# [Task statement]
Find each line below that contains the word "frame" and copy it out in full. Case counts.

# [Material to process]
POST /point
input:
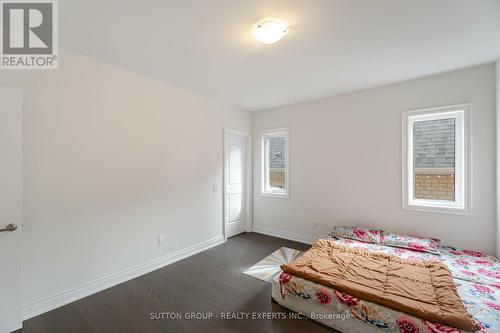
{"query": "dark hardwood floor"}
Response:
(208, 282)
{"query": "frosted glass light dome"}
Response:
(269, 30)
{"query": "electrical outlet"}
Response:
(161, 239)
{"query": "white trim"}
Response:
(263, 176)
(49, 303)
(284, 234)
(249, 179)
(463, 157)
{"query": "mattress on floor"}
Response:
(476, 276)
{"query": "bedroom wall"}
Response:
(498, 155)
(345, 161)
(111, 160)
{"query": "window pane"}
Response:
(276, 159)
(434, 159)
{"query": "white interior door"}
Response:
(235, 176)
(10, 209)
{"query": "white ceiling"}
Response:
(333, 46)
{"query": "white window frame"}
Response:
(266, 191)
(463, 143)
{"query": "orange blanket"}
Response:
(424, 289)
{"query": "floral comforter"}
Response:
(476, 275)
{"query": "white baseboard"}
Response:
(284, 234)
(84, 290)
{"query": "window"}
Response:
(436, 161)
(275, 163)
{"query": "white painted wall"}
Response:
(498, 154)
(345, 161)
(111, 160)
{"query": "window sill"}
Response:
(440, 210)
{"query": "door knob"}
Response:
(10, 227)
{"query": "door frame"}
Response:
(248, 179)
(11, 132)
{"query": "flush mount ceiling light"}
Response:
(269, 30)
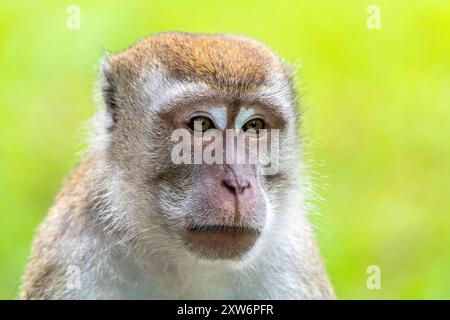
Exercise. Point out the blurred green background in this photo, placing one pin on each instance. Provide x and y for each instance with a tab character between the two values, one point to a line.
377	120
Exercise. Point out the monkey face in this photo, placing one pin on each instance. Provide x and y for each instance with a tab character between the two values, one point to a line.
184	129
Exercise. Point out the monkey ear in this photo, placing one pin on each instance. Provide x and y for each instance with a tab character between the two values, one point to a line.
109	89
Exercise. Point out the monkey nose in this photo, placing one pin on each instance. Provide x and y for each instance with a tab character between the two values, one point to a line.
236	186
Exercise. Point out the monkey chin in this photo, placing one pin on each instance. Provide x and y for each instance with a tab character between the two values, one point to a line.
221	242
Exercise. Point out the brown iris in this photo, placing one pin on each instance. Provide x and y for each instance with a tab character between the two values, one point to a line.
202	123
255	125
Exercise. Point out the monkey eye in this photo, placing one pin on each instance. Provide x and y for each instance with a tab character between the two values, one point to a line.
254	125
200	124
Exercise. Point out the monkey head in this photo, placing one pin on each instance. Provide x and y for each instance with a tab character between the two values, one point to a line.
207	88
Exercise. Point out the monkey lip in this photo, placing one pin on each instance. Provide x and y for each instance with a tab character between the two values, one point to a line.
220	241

...

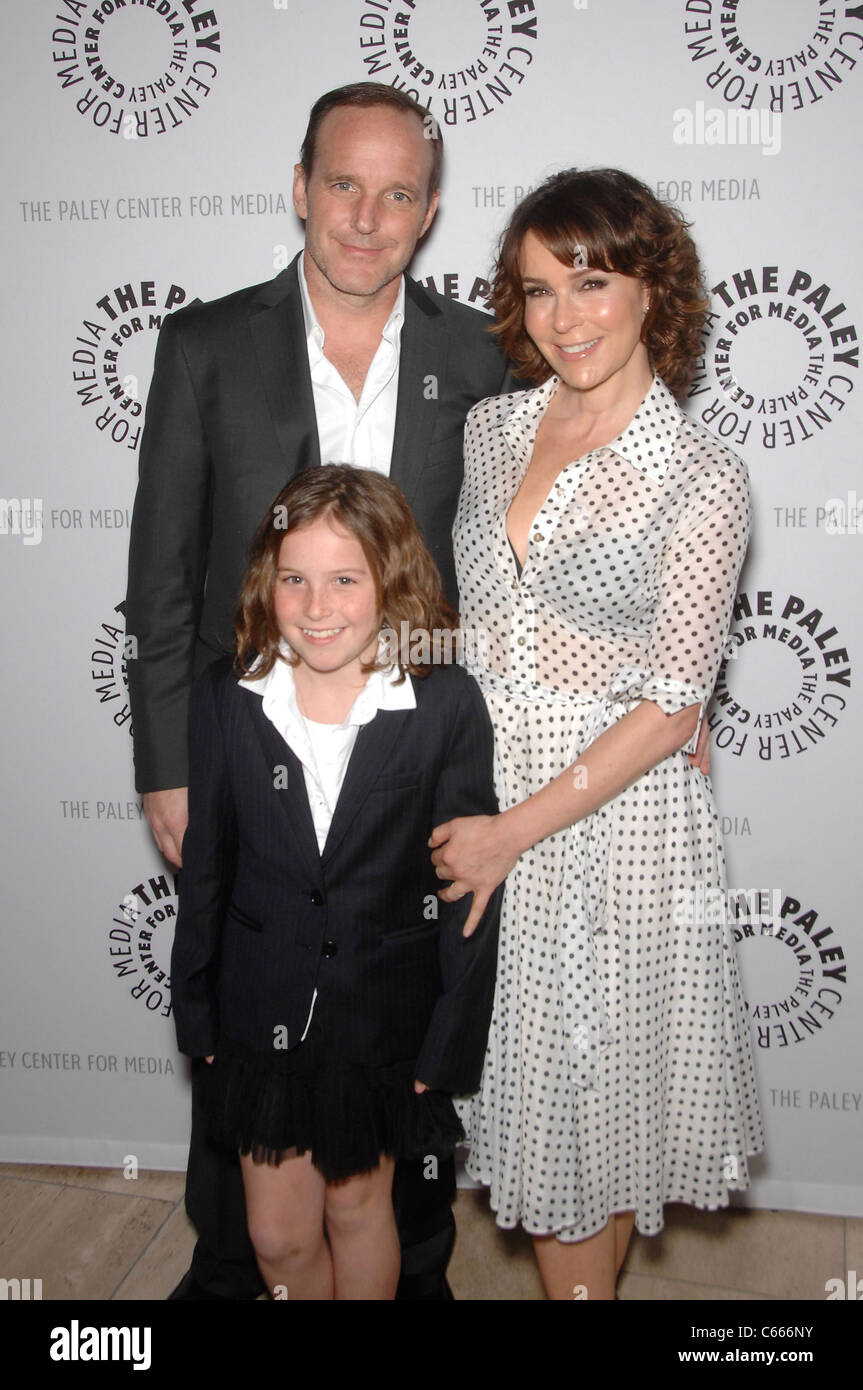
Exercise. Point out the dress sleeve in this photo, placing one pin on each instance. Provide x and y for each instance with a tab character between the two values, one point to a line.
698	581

...

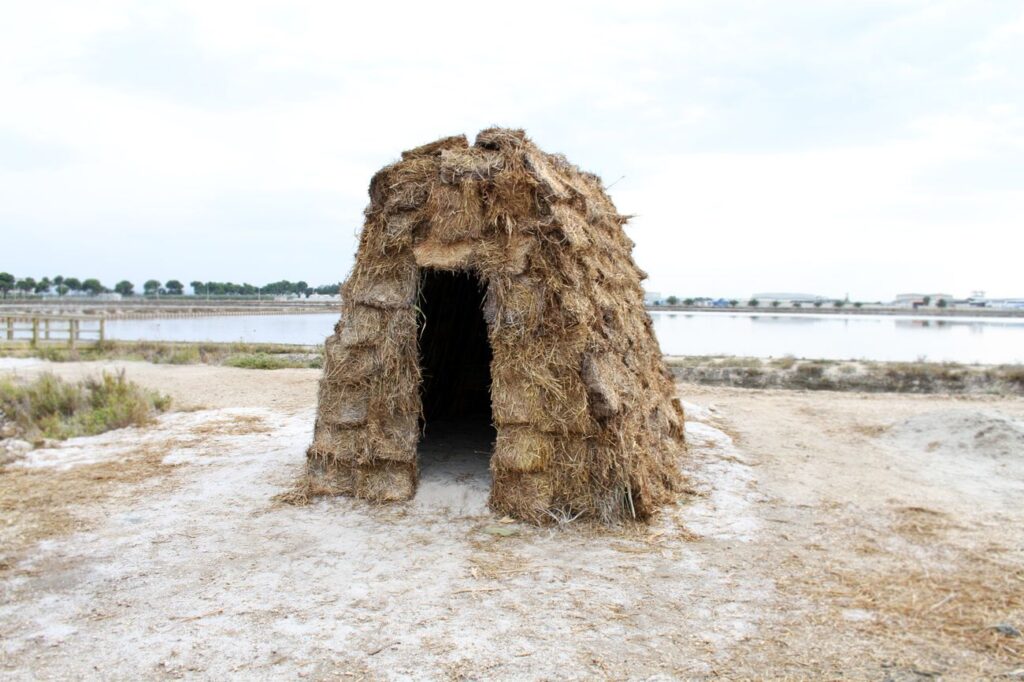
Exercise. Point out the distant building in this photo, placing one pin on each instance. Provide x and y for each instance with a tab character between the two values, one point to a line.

# [Answer to this problem]
{"query": "white window frame"}
{"query": "door frame"}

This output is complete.